• [PASSAGE FOR REVIEW]:

[Start of Attachment]

Can I recoup caregiving costs?

4 answers | Last updated: Nov 07, 2016
A fellow caregiver asked...

I have been caring for my father alone since October 2006. My brother helped a bit and I have paid house payments, electric bills and personal care items for my father. I have lived in the house with my father and away from my husband since October 2006. It has almost cost me my marriage once. We have had my father's place on the market for sometime now. With the economy the way that it is we have had no luck at selling at this point. We are always told by the realtor that the clients love his place but, no one seems to be able to come up with the money. Due to our own finances we can't continue to pay his house payments, etc. I am also out of work on leave due to physical exhaustion. I am so tired that I am concerned for my own health. I am only 43 years old and have only been married for five years. My husband and I are at a lose and have looked into putting my father in a nursing home. He does receive Virginia Retirement, Military Retirement and SSI, which mainly covers the sitters so that I can work and a few utility bills. If we apply for Medicaid to cover his nursing home costs, will we be responsible for his debts? And is there anyway we can recoup the money that we have spent taking care of him and trying to keep him in his own home?

[End of Attachment]

• [DATA SHOWN]:
[Start of Attachment]

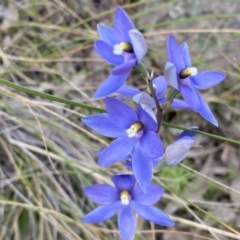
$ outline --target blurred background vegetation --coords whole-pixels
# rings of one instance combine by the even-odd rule
[[[96,24],[112,25],[121,5],[145,35],[144,63],[156,75],[166,62],[169,33],[186,41],[199,70],[228,74],[203,91],[219,128],[193,112],[170,111],[164,121],[240,140],[240,4],[238,0],[1,0],[0,78],[79,103],[93,101],[110,66],[93,49]],[[144,89],[134,73],[128,80]],[[83,224],[96,205],[83,194],[110,183],[126,169],[97,165],[96,151],[109,139],[91,132],[81,117],[94,113],[0,85],[0,239],[120,239],[116,217]],[[179,130],[162,128],[165,146]],[[156,172],[166,193],[158,207],[176,221],[162,228],[138,218],[135,239],[240,239],[239,146],[197,136],[181,166]]]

[End of Attachment]

• [EXERCISES TO COMPLETE]:
1. In the caregiving post above, rewrite the paragraph beginning "I have been caring for my father alone" as a short bulleted list that keeps its main facts.
2. According to the caregiving post, what sources of income does the father receive?
3. Extend the caregiving post from its final sentence.

• [RESPONSES PER TASK]:
1.
- The writer has cared for their father alone since October 2006, with a little help from a brother.
- The writer has paid the father's house payments, electric bills and personal care items.
- Since October 2006 the writer has lived in the father's house, apart from their husband, and the strain nearly ended the marriage once.
- The father's house has been on the market for some time. Buyers like it, but none has been able to come up with the money.
- The writer and their husband can no longer afford the house payments.
- The writer, who is 43 and has been married five years, is on leave from work because of physical exhaustion and worries about their own health.
- The couple has looked into a nursing home for the father.
- The father receives Virginia Retirement, Military Retirement and SSI. This income mainly covers sitters and a few utility bills.
- The writer asks two things: whether the family would be responsible for the father's debts if they apply for Medicaid to cover the nursing home, and whether they can recoup what they have spent on his care.

2. He receives Virginia Retirement, Military Retirement and SSI.

3.
Expert Answers

Let's take your questions one at a time. There is probably good news for you about both.

First, if you apply for Medicaid for your father and he becomes eligible for Medicaid coverage for a nursing home, this does not place any obligation on you to pay his debts. His debts are his own, regardless of whether you take care of him at home or place him in a nursing home and help him apply for Medicaid. Be aware, though, that his creditors can try to collect their debts out of the value of the house, either by placing a lien on it or making a claim against your father's estate when he passes away.

Also, under most circumstances, Medicaid itself can seek reimbursement from someone's estate, out of the value of a house, for all the money it pays a nursing home to care for the owner of the house. But there's a special Medicaid rule that could protect you and your father from such a Medicaid claim against your father's house. Here's how it works. Since you have lived in the house for more than two years, and during that time you have taken care of your father, which has allowed him during that time to stay at home instead of entering a nursing home, he can now transfer ownership of the home to you and Medicaid will not make a claim against the value of the house. In order to qualify under this special rule:

(1) Your father has to transfer ownership of the house to you.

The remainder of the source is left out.